## [READING TEXT]
^^^^
The proportion of S-phase cells in a WKAH rat cell population decreased and that of G1-phase cells increased at 8 and 18 hr post-incubation following UV-irradiation, although no significant change was observed in the ratio of the proportion of S-phase to G1-phase cells in a LEC rat cell population. Thus, UV-radiation-induced delay in the progression from the G1 to S phase was observed in WKAH rat cells but was not apparent in LEC rat cells. The fraction of LEC rat cells containing a sub-G0 DNA content increased with post-incubation time after UV-irradiation, but not that of WKAH rat cells. The proportion of the sub-G0 fraction in LEC rat cells increased with increasing doses of UV-rays. Low molecular weight DNAs extracted from UV-irradiated LEC rat cells exhibited an intense DNA ladder pattern at 18 and 24 hr post-irradiation by electrophoretic analysis, but not those from UV-irradiated WKAH rat cells. These results showed a higher sensitivity of LEC rat cells in induction of apoptosis than that of WKAH rat cells to UV-irradiation, although there was no difference in the survival curves among the cell lines from LEC and WKAH rats after UV-irradiation.
^^^^
## [DATA EXCERPTS]
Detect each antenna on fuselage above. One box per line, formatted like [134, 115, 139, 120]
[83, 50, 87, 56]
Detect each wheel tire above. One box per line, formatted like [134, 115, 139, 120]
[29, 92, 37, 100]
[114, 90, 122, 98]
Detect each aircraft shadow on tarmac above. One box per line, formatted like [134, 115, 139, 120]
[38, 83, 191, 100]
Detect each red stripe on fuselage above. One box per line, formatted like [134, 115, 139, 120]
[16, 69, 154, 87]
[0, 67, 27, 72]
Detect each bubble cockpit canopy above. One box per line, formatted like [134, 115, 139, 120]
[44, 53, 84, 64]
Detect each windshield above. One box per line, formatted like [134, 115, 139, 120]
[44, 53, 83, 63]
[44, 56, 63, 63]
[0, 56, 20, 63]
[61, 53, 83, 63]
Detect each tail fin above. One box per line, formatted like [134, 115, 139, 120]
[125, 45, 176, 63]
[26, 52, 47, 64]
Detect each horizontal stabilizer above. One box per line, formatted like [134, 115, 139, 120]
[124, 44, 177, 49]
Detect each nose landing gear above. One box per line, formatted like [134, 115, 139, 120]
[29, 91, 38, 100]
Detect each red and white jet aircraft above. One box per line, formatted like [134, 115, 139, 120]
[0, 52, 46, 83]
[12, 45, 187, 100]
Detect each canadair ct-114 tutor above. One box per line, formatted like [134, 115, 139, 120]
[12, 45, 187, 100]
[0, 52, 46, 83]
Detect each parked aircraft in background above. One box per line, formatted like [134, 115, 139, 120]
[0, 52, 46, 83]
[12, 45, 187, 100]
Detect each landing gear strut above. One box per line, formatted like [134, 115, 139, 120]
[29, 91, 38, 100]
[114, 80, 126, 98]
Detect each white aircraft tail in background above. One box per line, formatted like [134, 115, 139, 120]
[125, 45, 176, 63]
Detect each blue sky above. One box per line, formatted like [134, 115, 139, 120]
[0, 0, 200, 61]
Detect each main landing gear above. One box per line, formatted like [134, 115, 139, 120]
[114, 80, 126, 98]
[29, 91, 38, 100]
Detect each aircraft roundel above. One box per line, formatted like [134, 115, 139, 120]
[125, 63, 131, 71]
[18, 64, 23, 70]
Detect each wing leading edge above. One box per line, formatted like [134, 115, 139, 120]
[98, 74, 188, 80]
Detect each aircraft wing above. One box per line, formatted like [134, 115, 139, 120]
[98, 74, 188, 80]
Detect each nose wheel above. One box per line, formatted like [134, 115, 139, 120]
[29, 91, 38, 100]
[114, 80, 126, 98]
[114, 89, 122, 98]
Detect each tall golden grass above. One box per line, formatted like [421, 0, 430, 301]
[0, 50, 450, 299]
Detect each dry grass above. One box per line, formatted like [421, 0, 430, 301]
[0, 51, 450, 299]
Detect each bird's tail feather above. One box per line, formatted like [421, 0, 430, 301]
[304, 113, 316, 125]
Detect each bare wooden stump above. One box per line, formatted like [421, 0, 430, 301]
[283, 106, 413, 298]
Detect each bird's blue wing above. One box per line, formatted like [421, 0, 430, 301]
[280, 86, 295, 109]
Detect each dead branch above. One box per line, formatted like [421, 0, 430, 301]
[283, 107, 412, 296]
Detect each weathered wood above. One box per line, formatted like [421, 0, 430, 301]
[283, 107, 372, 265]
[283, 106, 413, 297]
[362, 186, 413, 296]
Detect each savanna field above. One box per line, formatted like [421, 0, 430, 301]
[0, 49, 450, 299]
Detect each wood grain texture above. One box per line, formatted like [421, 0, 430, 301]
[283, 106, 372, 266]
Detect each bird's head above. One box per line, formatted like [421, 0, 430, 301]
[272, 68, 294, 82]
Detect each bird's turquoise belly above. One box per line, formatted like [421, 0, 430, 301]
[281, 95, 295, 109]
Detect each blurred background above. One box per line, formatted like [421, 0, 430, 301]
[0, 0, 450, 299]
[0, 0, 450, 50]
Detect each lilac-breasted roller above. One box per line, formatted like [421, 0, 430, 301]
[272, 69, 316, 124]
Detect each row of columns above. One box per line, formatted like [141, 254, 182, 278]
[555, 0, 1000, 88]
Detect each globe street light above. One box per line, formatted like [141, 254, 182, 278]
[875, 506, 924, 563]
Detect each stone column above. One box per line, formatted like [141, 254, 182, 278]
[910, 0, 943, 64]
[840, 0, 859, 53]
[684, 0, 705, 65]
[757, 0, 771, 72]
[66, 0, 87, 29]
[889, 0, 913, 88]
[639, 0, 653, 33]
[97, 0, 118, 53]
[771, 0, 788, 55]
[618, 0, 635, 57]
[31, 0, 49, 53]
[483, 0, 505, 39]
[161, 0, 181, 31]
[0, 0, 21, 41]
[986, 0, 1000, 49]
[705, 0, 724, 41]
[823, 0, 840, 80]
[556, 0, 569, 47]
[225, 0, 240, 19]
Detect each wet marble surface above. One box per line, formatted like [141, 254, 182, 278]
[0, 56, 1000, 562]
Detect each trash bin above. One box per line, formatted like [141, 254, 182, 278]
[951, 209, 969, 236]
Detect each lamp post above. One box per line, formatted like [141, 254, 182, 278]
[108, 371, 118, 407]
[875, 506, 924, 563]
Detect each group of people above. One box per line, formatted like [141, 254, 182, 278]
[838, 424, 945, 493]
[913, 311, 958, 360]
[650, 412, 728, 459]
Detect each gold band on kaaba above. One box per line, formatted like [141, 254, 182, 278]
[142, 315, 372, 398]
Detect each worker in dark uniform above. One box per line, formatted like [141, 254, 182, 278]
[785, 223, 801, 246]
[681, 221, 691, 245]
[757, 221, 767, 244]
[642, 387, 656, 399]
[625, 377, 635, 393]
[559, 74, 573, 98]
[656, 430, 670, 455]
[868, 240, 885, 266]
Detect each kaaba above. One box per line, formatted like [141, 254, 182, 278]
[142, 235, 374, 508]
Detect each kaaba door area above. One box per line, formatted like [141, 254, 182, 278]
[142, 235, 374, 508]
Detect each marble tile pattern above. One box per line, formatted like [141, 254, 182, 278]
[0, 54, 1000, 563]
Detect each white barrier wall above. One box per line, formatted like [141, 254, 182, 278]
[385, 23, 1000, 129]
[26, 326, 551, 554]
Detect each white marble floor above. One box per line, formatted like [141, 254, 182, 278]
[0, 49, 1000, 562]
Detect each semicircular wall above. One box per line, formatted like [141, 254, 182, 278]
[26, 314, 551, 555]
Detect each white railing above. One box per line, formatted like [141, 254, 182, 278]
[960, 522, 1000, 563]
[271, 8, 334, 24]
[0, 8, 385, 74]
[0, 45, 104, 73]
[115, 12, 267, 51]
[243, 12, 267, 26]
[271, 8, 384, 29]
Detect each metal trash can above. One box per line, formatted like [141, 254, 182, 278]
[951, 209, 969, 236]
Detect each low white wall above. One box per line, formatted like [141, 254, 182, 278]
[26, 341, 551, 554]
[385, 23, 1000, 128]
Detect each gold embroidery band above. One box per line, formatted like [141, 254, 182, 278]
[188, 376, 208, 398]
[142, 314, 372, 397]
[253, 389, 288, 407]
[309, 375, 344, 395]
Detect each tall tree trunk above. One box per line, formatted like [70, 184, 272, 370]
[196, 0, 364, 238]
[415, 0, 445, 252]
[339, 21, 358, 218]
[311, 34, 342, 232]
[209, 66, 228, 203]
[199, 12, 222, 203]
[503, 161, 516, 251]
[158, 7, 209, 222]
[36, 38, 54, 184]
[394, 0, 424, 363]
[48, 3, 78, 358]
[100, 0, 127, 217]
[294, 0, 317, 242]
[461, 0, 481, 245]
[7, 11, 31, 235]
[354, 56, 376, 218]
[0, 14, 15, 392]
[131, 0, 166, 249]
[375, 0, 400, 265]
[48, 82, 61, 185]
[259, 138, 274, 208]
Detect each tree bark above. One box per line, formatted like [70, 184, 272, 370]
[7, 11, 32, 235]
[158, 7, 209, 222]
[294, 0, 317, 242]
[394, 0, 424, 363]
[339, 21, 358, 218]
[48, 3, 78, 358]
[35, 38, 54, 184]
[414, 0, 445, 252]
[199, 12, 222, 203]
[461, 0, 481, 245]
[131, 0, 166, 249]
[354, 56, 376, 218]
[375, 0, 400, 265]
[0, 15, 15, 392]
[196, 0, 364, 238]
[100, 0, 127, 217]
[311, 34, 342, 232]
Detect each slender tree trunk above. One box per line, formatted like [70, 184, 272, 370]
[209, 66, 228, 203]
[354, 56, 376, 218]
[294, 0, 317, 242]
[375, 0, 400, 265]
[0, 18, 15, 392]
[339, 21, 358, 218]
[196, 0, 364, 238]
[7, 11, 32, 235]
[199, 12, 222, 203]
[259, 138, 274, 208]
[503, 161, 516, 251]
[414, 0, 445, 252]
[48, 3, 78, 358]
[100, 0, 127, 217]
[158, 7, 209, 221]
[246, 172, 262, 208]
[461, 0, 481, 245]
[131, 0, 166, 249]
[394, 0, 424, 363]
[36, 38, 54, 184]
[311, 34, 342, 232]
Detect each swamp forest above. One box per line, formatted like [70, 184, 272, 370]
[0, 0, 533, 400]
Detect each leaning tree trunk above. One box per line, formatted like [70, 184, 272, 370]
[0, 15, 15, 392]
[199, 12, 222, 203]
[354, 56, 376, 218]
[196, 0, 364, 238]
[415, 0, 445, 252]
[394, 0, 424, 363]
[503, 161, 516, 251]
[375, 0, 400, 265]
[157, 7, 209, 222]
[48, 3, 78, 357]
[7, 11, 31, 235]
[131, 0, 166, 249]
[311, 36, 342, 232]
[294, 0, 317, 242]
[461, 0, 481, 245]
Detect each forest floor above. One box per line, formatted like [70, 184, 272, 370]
^^^^
## [DIRECTIONS]
Answer these from the text on UV-irradiated rat cells:
1. At what post-incubation times did the proportion of S-phase cells in the WKAH rat cell population decrease?
2. In which rat's cells did the sub-G0 fraction increase with post-incubation time after UV-irradiation?
3. At what times after irradiation did DNA from UV-irradiated LEC rat cells show an intense DNA ladder pattern?

## [SOLVED PROBLEM]
1. At 8 and 18 hr.
2. LEC rat cells.
3. At 18 and 24 hr post-irradiation.